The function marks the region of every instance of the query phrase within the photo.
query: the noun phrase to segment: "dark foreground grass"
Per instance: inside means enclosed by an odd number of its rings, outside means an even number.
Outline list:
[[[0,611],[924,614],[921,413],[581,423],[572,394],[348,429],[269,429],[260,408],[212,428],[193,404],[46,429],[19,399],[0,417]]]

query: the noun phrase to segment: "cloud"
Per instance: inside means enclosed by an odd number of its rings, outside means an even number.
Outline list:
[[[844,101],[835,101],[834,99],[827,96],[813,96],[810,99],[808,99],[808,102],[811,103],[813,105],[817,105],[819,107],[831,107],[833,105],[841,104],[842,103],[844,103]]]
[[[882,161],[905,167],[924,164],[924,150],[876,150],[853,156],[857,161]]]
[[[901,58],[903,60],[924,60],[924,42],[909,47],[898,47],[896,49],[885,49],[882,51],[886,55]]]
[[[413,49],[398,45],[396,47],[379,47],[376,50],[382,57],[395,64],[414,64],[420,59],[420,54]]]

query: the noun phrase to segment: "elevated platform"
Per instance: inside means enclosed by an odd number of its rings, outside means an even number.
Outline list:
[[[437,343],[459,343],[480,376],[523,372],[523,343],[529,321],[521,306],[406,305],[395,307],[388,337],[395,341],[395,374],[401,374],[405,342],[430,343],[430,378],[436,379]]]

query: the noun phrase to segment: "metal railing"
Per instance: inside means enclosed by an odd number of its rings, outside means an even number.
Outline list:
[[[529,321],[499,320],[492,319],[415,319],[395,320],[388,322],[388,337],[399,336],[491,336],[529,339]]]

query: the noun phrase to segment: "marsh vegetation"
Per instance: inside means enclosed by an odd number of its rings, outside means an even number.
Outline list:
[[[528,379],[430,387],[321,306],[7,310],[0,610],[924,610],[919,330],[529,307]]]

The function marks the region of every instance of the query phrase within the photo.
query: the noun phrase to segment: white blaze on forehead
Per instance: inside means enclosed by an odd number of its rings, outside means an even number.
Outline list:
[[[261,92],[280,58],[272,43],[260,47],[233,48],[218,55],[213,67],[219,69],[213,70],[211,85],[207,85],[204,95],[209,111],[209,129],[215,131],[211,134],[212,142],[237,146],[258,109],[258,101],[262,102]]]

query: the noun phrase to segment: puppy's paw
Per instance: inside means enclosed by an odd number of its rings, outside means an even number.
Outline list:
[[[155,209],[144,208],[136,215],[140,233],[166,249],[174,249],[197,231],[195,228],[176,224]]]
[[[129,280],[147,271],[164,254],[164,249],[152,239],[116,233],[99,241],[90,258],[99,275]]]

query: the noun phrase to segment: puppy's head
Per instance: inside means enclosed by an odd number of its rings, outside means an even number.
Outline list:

◇ ◇ ◇

Can you recast the listing, from the line containing "query: the noun phrase to segment: puppy's head" through the final line of the listing, as a Markdown table with a Row column holding the row number and a Line column holding the line, leaving out any blank lines?

| Row | Line |
|---|---|
| 1 | query: the noun phrase to segment: puppy's head |
| 2 | Per instance: inside means enclosed by an odd number of its rings, outside means an even number. |
| 3 | Outline list: |